▶ _Instructions_
[1] Please retype the passage on substrate pads between "However, the present" and "sixth via 133S2.", inclusive.
[2] Decide whether each statement below agrees with the passage on substrate pads. Answer yes or no for each, quoting the deciding words from the passage.
(a) The third pad 122P1 may be disposed only at one end of the central region CR in the Y direction.
(b) The fifth pad 123P1 may be in contact with the second via 131S2.
(c) The sixth pad 123P2 may be electrically connected to the second sensing pattern 122S2.
[3] Proceed with the passage on substrate pads, writing on from its final sentence.

▶ _Given passage_
* * *

The third pad 122P1 may be disposed only at one end of the central region CR of the first substrate 100 in the Y direction, and a space for arranging the ground pattern 122G1 may be provided at the end opposite to the end where the third pad 122P1 may be disposed. The first pad 121P1 connected to the third pad 122P1 and the third via 132S1 may also be disposed only at one end of the central region CR of the first substrate 100 in the Y direction. Alternatively or additionally, the fourth pad 122P2 may be alternately disposed at both ends of the central region CR of the first substrate 100 in the X direction.
However, the present disclosure is not limited thereto. For example, in an embodiment, the third pad 122P1 may be disposed at both ends in the Y direction of the central region CR of the first substrate 100, and the fourth pad 122P2 may be disposed at only one end in the X direction of the central region CR of the first substrate 100.
The fifth pad 123P1 included in the third conductive pattern layer 123 may be electrically connected to the first sensing pattern 121S1 through the first via 131S1, and may be in contact with the first via 131S1 and a fifth via 133S1. A sixth pad 123P2 may be electrically connected to the second sensing pattern 122S2 through the second via 131S2 and the fourth via 132S2, and may be in contact with the second via 131S2 and the sixth via 133S2.

* * *

▶ _Data listing_
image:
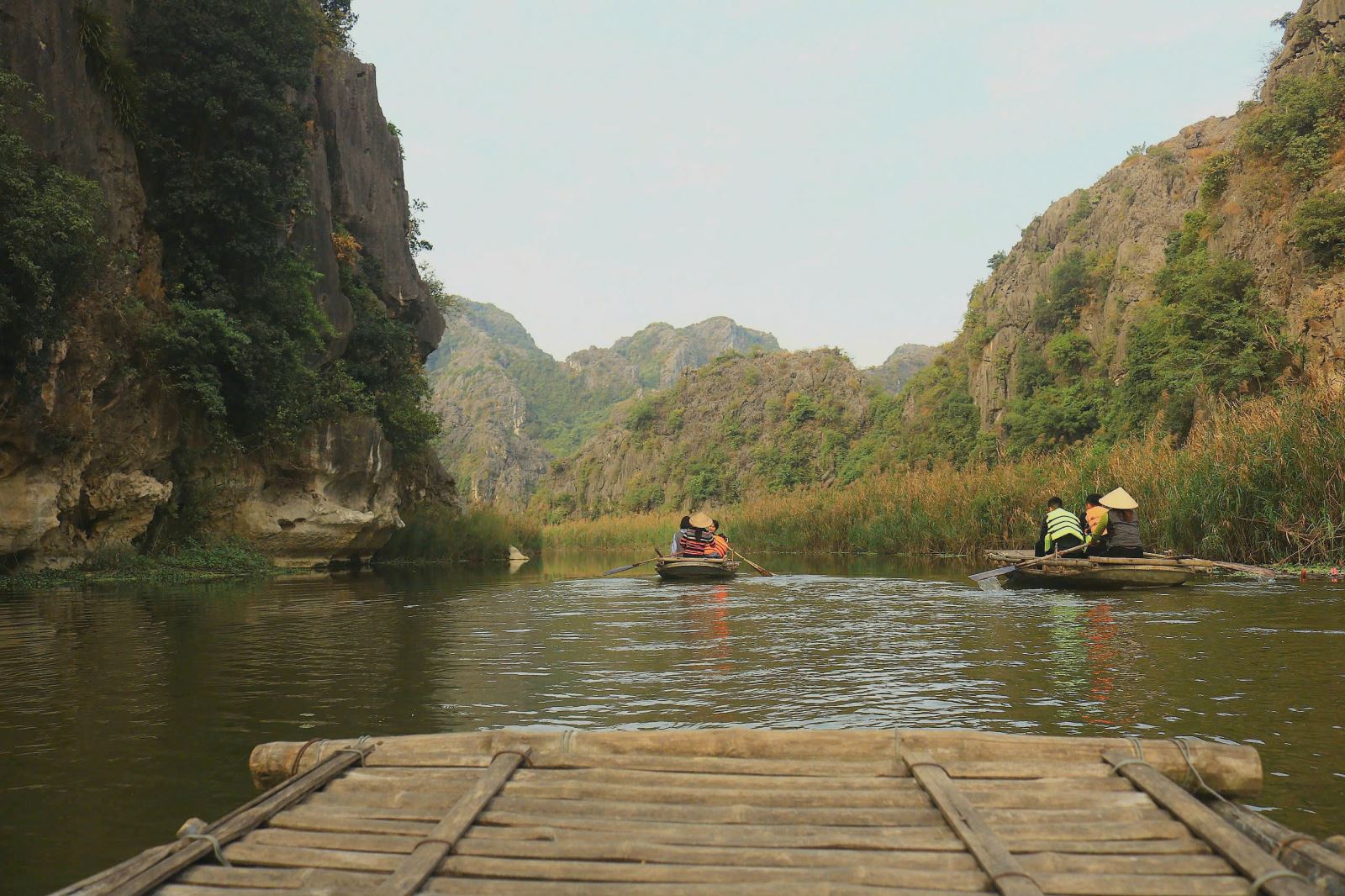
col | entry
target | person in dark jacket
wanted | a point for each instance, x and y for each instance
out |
(1116, 533)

* * *

▶ _Solved problems_
[1]
However, the present disclosure is not limited thereto. For example, in an embodiment, the third pad 122P1 may be disposed at both ends in the Y direction of the central region CR of the first substrate 100, and the fourth pad 122P2 may be disposed at only one end in the X direction of the central region CR of the first substrate 100.
The fifth pad 123P1 included in the third conductive pattern layer 123 may be electrically connected to the first sensing pattern 121S1 through the first via 131S1, and may be in contact with the first via 131S1 and a fifth via 133S1. A sixth pad 123P2 may be electrically connected to the second sensing pattern 122S2 through the second via 131S2 and the fourth via 132S2, and may be in contact with the second via 131S2 and the sixth via 133S2.

[2]
(a) Yes: "The third pad 122P1 may be disposed only at one end of the central region CR of the first substrate 100 in the Y direction"
(b) No: "may be in contact with the first via 131S1 and a fifth via 133S1"
(c) Yes: "A sixth pad 123P2 may be electrically connected to the second sensing pattern 122S2"

[3]
A seventh pad 124P1 included in the fourth conductive pattern layer 124 may be in contact with the fifth via 133S1, and may be electrically connected to the first sensing pattern 121S1. An eighth pad 124P2 may be in contact with the sixth via 133S2, and may be electrically connected to the second sensing pattern 122S2 through the sixth via 133S2, the second via 131S2 and the fourth via 132S2.
The first test pad 122T1 may be electrically connected to the first sensing pattern 121S1. The first test pad 122T1 may be electrically connected to the first sensing pattern 121S1 sequentially via the first connection pattern 122C1, the third pad 122P1, the third via 132S1, and the first pad 121P1.
Additionally, the second test pad 122T2 may be electrically connected to the second sensing pattern 122S2. The second test pad 122T2 may be electrically connected to the second sensing pattern 122S2 sequentially via the second connection pattern 122C2 and the fourth pad 122P2.
The first test pad 122T1 may extend in the Y direction from the first sensing pattern 121S1 on a plane. The first test pad 122T1 may be and/or may include a plurality of first test pads 122T1 connected to each of a plurality of first sensing patterns 121S1, and the plurality of first test pads 122T1 may be spaced apart to each other in the X direction.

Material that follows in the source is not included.